### EXCERTO DO DOCUMENTO:
^^^^^^^^^^^^^^^^

Entrevista
Renata Portas / Público Reservado
Junho
2023
Qui
15
Não uma, mas duas estreias: de quinta-feira a domingo (15 a 18 de junho), mergulhamos no universo de Howard Barker no Teatro Campo Alegre. A Público Reservado coloca em diálogo duas peças do dramaturgo britânico: “Judite" e “Mãos Mortas". Renata Portas fala-nos sobre “BARKERX2", feito de desejo e política, poder e provocação.
A língua (presente na imagem promocional do espetáculo) pode estar na origem de todos os conflitos. E se não a tivéssemos ou usássemos?
Se não a tivéssemos? A língua, o teatro que eu faço, é um teatro da linguagem, habitado por línguas. A língua não é a razão do conflito, ou melhor, é potenciadora de interação e vai sempre causar conflito no sentido interessante da palavra. Porquê? Porque conceptualmente, e é por isso que eu digo que o meu teatro é um teatro da linguagem habitado por línguas, eu não acredito em comunicação, não acredito em reação, não acredito em vias de sentido único. E por isso acredito que o conflito, que é uma coisa que curiosamente nós hoje tentamos evitar... Acho que vivemos numa sociedade que tem muito receio do conflito, há emojis a mais se me perguntares, há desenhos a mais, a expressão "queres que te faça um desenho?" passou literalmente a quantos emojis queres para traduzir a minha emoção. Ou seja, há uma desconfiança da palavra, há uma desconfiança do verbo, e, no entanto, eu acredito que o verbo é a primeira das coisas a fazer surgir o mundo. Não é à toa que na Bíblia está “No princípio era o verbo”. E, obviamente, que isto é tudo muito mais intrincado do que eu estou a dizer agora. Podemos não usá-la... Aliás, há um dramaturgo que eu estou sempre a citar, que é o meu dramaturgo favorito (não é o Barker, é o Novarina) que diz que no futuro seremos mudos. Não seremos mutantes, mas mudos... O homem será só com "h" mudo, não será homem, ou seja, será despido da palavra e da linguagem. E acho que é uma espécie de bênção e de má fortuna ao mesmo tempo.

^^^^^^^^^^^^^^^^

### DADOS APRESENTADOS:
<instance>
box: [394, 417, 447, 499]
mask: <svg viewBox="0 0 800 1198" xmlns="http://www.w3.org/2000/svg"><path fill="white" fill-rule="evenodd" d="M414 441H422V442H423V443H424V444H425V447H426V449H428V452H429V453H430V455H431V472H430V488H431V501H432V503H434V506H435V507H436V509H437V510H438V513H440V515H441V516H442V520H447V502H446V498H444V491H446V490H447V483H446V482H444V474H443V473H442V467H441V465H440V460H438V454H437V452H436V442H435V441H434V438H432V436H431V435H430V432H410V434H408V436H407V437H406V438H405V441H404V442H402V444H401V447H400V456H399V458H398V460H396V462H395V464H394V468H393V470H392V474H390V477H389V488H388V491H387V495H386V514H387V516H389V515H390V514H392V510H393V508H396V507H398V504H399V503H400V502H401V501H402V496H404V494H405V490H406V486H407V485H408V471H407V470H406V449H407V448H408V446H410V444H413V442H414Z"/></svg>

^^^^^^^^^^^^^^^^

### VERIFIQUE A COMPREENSÃO:
1/ Segundo a entrevista, qual é o dramaturgo favorito de Renata Portas?
2/ Continue, por favor, a entrevista sobre o espetáculo "BARKERX2" a partir do ponto em que termina.
Os dados não fazem falta para estas tarefas.

### RESPOSTAS FORNECIDAS:
1/ O Novarina.

2/
Porque também o que nos separa neste mundo que vivemos e que estamos sempre a pensar nas diferentes espécies? E se há hierarquias ou não? O que é que nos aparta dos outros? Eu diria que muito pouco, mas duas coisas essenciais: a construção de pensamento e a visibilidade desse pensamento através da linguagem. Por isso, ela [a língua] pode ser uma armadura, uma ferramenta, pode ser usada como um machado ou como uma ponte. Essa questão do conflito ou não depende da nossa própria natureza e da forma como encaramos as palavras. Porque palavras como conflito, discussão, violência, barbárie estão em desuso, inclusive aquelas coisas associadas à construção das palavras como "bárbaro"... E, no entanto, é preciso assumir que elas têm um lugar e que elas podem também ser potencialmente generosas para connosco enquanto civilização.
Porquê Howard Barker e estas duas peças especificamente (Judite e Mãos Mortas)?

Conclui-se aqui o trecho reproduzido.